> REQUIREMENT A:
From the Boogeyman essay, list the precautions the reader is said to have taken to keep him out.
> REQUIREMENT B:
Using the Boogeyman essay, decide whether each statement agrees with it: (i) The Boogeyman rings the doorbell when he arrives. (ii) To the reader, the Boogeyman turns out to be mild. (iii) The reader trusts only a few reliable sources. For each, answer yes or no and quote the words from the essay that decide it.
> REQUIREMENT C:
Continue the Boogeyman essay from its final sentence.

When the Boogeyman Enters Your House

Ariana Sheehan
3 min readJan 2, 2021

When the Boogeyman enters your house, he doesn’t ring the doorbell. He sneaks in through the thick darkness of night when you’re peacefully sleeping and basking in innocent naivety.

When the Boogeyman enters your house, you don’t believe he could really be there. You’ve taken the precautions, the measures to make sure he doesn’t get in. You’ve washed extra, worn a mask, avoided friends. You’ve done everything to avoid him. It’s not really him. No way.

When the Boogeyman enters your house, he waits to let you know he’s actually there, how long he’s been there, how long he plans to stay. He leaves you guessing, wondering, questioning your past actions that invited him, how to host him in the present and how soon in the future you can be rid of him.

When the Boogeyman enters your house, he doesn’t look like what you thought he would. He’s ugly, yes, but not the kind of ugly you’ve read about: a gnarly beast that ravages your body, leaving you breathless and gasping for air. He’s actually… mild. Well, at least to you. But knowing he’s a shapeshifter that takes on more hellish forms to others leaves you terrified.

When the Boogeyman enters your house, it’s as if you’ve never heard of him. You’ve been reading and listening about him for months, but suddenly you know nothing. You starve for information as you worry for your family. You trust all and no sources at once.

> INFORMATION SUPPLIED:
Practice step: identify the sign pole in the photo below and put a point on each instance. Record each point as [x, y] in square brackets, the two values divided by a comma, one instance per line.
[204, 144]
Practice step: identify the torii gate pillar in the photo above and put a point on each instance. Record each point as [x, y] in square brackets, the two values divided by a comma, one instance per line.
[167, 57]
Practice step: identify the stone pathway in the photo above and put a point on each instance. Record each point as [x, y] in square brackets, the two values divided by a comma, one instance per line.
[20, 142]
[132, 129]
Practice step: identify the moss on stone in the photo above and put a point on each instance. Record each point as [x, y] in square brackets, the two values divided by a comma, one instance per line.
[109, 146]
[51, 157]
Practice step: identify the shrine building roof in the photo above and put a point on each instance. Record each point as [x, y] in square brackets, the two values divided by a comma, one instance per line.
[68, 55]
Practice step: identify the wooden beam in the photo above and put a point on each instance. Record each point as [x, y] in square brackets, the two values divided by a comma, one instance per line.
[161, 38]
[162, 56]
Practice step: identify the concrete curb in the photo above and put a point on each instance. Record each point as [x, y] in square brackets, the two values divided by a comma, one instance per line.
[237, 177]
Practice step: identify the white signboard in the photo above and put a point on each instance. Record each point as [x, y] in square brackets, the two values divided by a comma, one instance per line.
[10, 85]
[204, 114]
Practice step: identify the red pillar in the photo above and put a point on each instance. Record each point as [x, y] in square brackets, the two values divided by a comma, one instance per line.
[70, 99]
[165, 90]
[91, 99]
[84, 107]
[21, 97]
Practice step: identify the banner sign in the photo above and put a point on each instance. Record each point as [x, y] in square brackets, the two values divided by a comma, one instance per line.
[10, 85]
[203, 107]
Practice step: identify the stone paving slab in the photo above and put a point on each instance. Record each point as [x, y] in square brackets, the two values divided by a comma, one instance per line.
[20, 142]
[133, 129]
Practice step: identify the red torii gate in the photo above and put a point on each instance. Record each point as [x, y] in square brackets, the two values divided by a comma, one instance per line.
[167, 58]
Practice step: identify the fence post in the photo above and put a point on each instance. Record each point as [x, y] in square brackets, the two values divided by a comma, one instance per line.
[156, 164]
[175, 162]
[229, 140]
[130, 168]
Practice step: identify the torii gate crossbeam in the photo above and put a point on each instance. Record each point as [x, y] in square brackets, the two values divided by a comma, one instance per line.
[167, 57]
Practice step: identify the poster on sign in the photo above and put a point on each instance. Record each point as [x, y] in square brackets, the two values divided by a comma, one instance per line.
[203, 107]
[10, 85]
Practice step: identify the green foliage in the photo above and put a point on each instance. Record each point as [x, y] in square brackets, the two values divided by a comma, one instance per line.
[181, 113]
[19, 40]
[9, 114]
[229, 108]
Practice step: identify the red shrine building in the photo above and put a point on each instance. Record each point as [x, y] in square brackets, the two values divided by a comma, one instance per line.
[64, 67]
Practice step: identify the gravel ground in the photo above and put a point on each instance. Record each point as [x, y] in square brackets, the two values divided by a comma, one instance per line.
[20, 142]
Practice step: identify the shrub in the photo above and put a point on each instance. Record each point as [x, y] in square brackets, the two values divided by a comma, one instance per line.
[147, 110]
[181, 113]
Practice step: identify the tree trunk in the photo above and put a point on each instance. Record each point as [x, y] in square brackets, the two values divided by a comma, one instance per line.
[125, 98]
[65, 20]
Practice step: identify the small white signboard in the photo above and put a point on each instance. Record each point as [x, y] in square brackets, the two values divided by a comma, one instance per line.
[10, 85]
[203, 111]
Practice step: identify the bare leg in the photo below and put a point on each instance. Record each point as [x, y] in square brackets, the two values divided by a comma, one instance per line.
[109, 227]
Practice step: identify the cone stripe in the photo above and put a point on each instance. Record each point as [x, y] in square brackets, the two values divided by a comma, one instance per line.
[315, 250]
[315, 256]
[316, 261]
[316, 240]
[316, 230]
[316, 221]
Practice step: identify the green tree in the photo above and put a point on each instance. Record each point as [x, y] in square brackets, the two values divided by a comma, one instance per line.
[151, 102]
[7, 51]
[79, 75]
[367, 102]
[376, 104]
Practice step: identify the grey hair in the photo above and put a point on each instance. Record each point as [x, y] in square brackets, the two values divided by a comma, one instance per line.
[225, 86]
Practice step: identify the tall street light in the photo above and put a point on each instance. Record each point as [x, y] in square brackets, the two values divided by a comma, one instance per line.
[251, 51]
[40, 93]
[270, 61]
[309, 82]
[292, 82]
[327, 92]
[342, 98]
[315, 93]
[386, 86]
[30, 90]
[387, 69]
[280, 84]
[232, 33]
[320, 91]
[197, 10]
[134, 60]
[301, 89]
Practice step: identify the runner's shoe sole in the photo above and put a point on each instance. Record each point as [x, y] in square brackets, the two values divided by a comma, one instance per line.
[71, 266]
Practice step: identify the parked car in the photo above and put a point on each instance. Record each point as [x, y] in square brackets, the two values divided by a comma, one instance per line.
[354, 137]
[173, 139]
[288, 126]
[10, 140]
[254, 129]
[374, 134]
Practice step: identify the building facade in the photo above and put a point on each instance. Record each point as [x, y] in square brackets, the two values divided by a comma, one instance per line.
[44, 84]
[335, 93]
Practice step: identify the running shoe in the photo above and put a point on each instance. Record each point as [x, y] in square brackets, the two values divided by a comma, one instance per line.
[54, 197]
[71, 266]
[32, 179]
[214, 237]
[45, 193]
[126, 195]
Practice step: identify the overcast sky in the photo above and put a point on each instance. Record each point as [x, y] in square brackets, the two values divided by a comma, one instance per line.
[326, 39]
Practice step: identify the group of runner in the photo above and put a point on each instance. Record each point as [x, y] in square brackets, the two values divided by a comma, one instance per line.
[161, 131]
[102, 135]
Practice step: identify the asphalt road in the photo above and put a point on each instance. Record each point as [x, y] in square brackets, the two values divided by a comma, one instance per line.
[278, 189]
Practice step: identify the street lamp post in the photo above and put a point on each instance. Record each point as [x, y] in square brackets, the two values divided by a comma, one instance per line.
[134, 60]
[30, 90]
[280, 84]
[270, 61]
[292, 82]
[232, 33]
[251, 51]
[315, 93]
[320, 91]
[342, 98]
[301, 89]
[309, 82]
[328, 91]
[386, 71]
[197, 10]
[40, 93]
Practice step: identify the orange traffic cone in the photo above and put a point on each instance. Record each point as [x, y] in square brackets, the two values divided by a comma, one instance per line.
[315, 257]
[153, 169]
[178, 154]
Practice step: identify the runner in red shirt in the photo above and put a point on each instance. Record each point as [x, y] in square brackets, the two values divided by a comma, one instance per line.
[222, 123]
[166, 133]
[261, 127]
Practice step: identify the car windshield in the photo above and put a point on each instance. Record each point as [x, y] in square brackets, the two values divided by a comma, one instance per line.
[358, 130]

> RESULT A:
- Washed extra
- Worn a mask
- Avoided friends

> RESULT B:
(i) No: "he doesn’t ring the doorbell."
(ii) Yes: "He’s actually… mild. Well, at least to you."
(iii) No: "You trust all and no sources at once."

> RESULT C:
When the Boogeyman enters your house, you can’t eat or sleep the same, not for lack of appetite but the constant stream of thoughts racing through your infected mind. Everything you touch, every sneeze, every cough, every throat clear, every droplet of saliva and snot. You cannot stop wondering if you’ve spread his terror by just existing in your ecosystem.

When the Boogeyman enters your house, it’s not a private ordeal. You do the right thing and tell everyone you should, let it be known the Boogeyman is visiting and that they should stay away. That they should check under their own bed, test the sheets for him visiting their house too. It’s a public nightmare as much as a private situation.

When the Boogeyman enters your house, he brings with him so much unexpected shame. Shame you feel is unwarranted, but that makes you question how responsible you really were. Did you take this seriously enough or did you let the naysayers who said “keep on livin’” scale back your caution just enough for him to get in? After all, you have left the house for non-essentials, even if you did it in a mask.

When the Boogeyman enters your house, he leaves you more depressed than scared for your safety. You feel sad about your situation, anxious about being stuck inside for the next 14 days, worried for your loved ones who are potentially impacted, guilty for the innocent souls you’ve come into contact with unknowingly who will find out they were potentially exposed.

When the Boogeyman enters your house, you feel bad for all your feelings. You know he’s murdered hundreds of thousands, that even though you’re still in it, you’re probably going to be fine and the worst of your symptoms are still considered mild. You are one of the lucky ones and while he wants you to complain, you know you shouldn’t.

When the Boogeyman enters your house, there’s nothing you can do. You’re as helpless as ever. You can ease the sting of his bites with Tylenol and cough drops, but you can’t kick him out the door or cut his visit short.

When the Boogeyman enters your house you have no choice but to sit beside him, offer him some tea and wait for him to leave.

When the Boogeyman enters your house.